• **Assignment**
Make an exact copy of the entries below and leave any picture out of it.
==========
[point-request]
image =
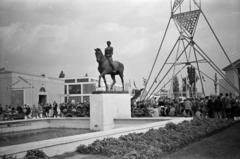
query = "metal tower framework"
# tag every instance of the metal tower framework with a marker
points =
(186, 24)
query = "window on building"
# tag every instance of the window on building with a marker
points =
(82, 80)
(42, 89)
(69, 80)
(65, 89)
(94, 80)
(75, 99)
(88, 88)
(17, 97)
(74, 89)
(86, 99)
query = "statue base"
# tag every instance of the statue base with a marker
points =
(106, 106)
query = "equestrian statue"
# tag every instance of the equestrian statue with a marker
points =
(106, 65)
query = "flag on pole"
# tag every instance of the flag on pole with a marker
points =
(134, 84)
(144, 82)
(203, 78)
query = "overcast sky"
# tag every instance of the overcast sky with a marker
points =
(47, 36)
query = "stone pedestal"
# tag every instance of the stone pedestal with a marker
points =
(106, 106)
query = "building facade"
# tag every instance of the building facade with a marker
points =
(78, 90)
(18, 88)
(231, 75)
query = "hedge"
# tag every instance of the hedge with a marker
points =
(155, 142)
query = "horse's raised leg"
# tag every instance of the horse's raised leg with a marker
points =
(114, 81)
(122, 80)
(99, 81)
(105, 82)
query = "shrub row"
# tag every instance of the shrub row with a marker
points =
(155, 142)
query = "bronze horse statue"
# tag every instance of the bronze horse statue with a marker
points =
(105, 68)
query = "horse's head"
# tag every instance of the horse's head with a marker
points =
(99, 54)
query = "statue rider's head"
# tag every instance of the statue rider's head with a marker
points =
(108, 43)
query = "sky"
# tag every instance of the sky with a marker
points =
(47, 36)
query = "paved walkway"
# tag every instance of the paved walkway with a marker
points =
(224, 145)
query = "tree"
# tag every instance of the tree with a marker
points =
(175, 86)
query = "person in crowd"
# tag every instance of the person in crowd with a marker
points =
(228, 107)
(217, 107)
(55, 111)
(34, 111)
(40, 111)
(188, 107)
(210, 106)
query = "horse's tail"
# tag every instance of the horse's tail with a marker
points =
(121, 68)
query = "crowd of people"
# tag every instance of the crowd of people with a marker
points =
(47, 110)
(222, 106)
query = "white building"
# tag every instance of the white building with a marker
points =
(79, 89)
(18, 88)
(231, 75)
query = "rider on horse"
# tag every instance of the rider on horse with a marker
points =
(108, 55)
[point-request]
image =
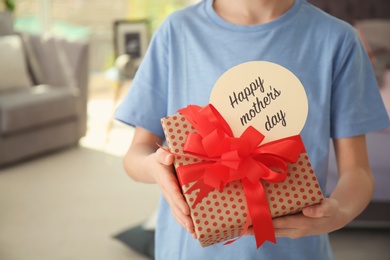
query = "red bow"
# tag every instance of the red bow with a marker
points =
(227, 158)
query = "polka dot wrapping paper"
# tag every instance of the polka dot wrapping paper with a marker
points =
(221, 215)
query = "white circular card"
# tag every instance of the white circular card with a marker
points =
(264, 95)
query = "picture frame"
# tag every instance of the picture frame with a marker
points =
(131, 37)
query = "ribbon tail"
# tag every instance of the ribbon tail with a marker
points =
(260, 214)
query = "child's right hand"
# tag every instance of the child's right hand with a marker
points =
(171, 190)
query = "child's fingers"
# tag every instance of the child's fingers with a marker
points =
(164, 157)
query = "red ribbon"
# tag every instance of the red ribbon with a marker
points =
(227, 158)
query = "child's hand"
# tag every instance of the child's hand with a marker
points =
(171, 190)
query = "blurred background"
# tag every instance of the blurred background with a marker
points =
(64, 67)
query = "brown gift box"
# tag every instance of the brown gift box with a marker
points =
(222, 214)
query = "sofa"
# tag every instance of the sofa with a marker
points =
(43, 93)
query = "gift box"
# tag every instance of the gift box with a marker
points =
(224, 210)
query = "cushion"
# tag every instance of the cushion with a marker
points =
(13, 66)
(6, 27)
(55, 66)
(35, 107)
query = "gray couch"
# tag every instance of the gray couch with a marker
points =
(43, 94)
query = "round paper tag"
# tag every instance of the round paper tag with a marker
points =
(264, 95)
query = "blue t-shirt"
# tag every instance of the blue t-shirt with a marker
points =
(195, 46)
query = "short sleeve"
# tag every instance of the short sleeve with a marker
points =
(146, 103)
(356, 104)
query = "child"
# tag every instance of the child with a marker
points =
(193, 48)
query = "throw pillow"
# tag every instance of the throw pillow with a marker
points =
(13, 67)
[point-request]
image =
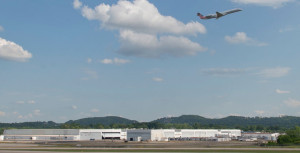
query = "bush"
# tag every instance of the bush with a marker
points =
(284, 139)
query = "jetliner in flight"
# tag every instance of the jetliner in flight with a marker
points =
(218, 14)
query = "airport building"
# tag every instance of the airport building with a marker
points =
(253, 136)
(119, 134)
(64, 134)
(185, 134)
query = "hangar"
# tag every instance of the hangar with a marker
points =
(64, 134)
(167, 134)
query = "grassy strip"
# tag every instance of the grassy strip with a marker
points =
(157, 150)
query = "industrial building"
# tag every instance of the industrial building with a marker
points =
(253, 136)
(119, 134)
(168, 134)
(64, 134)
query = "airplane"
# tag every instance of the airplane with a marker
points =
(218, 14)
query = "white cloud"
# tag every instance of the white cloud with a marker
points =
==========
• **Written reply**
[point-request]
image =
query = "metal tower framework"
# tag every instance of the metal tower framework with a marker
points =
(186, 24)
query = "window on building"
# tag every instance of the window on building with a marker
points =
(82, 80)
(42, 89)
(69, 80)
(65, 89)
(94, 80)
(75, 99)
(88, 88)
(17, 97)
(74, 89)
(86, 99)
query = "statue base"
# tag every instance of the statue base with a marker
points =
(106, 106)
query = "equestrian statue"
# tag every instance of the equestrian statue with a marker
points =
(106, 65)
query = "flag on pole"
# tag every instance of the flag on pole with a marker
points =
(134, 84)
(144, 82)
(203, 78)
query = "overcast sky"
# tag every instance of the overcast sky with a marker
points =
(47, 36)
query = "stone pedestal"
# tag every instance of the stone pedestal with a marker
points =
(106, 106)
query = "building facade"
# tag every instance of the building facade with a marker
points =
(78, 90)
(18, 88)
(231, 75)
query = "hedge"
# tag every instance of the hedge with a marker
points =
(155, 142)
query = "horse's raised leg"
# tag every instance of the horse's raised leg with a marker
points =
(114, 81)
(122, 80)
(99, 81)
(105, 82)
query = "shrub row"
# tag every instance of the shrub row with a marker
points =
(155, 142)
query = "bronze horse statue"
# tag every instance of the bronze horse statue with a marker
points =
(105, 68)
query = "horse's head"
# tag every instance of the horse's head with a marker
points =
(99, 54)
query = "statue rider's head"
# tag every instance of the statue rider's head with a marker
points =
(108, 43)
query = "sky"
# tag every instance of the sky with a marker
points =
(47, 36)
query = "paved walkway"
# tag every instance of the paved walkway with a marker
points =
(224, 145)
query = "tree"
# tag every instance of the tree with a marker
points =
(175, 86)
query = "person in crowd"
# tag every instance of the person in crowd with a marker
points =
(228, 107)
(217, 107)
(55, 111)
(34, 111)
(40, 111)
(188, 107)
(210, 106)
query = "horse's tail"
# tag every instance of the horse's tail with a marker
points =
(121, 68)
query = "crowd of people"
# tag every instance of the crowd of people with a marker
points =
(47, 110)
(222, 106)
query = "white building"
# tag every instance of the white building with a marker
points =
(79, 89)
(18, 88)
(231, 75)
query = "rider on horse"
# tag every instance of the rider on horse with a marker
points =
(108, 55)
[point-request]
image =
query = "red bow"
# tag every instance of the red bow with a marker
points =
(227, 158)
query = "polka dot wrapping paper"
# tag every instance of the polka dot wrapping paper with a marker
points =
(221, 215)
query = "white circular card"
# tag every instance of the white circular card with a marker
points =
(264, 95)
query = "picture frame"
# tag every instance of the picture frame with a marker
points =
(131, 37)
query = "ribbon tail"
# tag every instance of the ribbon tail with a marker
points =
(260, 214)
query = "child's right hand"
# tag every instance of the child's right hand with a marker
points =
(171, 190)
query = "child's fingers"
# tag every instance of the child's fingers with a marker
points =
(164, 157)
query = "red ribbon"
# tag every instance of the red ribbon with a marker
points =
(227, 158)
query = "child's hand"
# tag every instance of the child's hand with a marker
points =
(171, 190)
query = "blurred background"
# tag every instance of the blurred background with a marker
points =
(64, 67)
query = "brown gift box"
# tag every instance of the brown gift box with a marker
points =
(222, 214)
query = "sofa"
# tag every instance of the sofa with a marker
points =
(43, 93)
query = "gift box"
# tag every instance of the gift box with a marker
points =
(224, 210)
query = "cushion"
# tag every instance of the cushion with a marker
points =
(13, 66)
(6, 27)
(55, 66)
(35, 107)
query = "gray couch"
# tag every instance of the gray couch with a marker
points =
(43, 94)
query = "round paper tag"
# tag every instance of the round paper tag with a marker
points =
(264, 95)
query = "blue t-shirt"
# tag every instance of the blue t-shirt with a marker
points =
(195, 46)
query = "short sleeve"
# tag every instance of the short sleeve with a marker
points =
(146, 103)
(356, 104)
query = "child"
# tag every instance of the child with a marker
points =
(193, 48)
query = "throw pillow"
# tag every instance of the throw pillow with a marker
points =
(13, 67)
[point-request]
image =
query = "bush"
# tag every instance of the bush with a marker
points =
(284, 139)
query = "jetliner in flight"
# tag every instance of the jetliner in flight with a marker
points =
(218, 14)
query = "airport building"
# tag every instance of the airport building with a marker
points =
(253, 136)
(119, 134)
(64, 134)
(185, 134)
query = "hangar"
# tag every instance of the hangar with a marker
points =
(64, 134)
(167, 134)
query = "grassy strip"
# tag every instance of the grassy strip with a marker
points =
(157, 150)
query = "industrial building"
# tag every instance of the industrial building with a marker
points =
(253, 136)
(119, 134)
(168, 134)
(64, 134)
query = "airplane"
# tag every instance of the airplane with a marker
points =
(218, 14)
query = "white cloud"
# tag every instance of the white cloud with a marker
points =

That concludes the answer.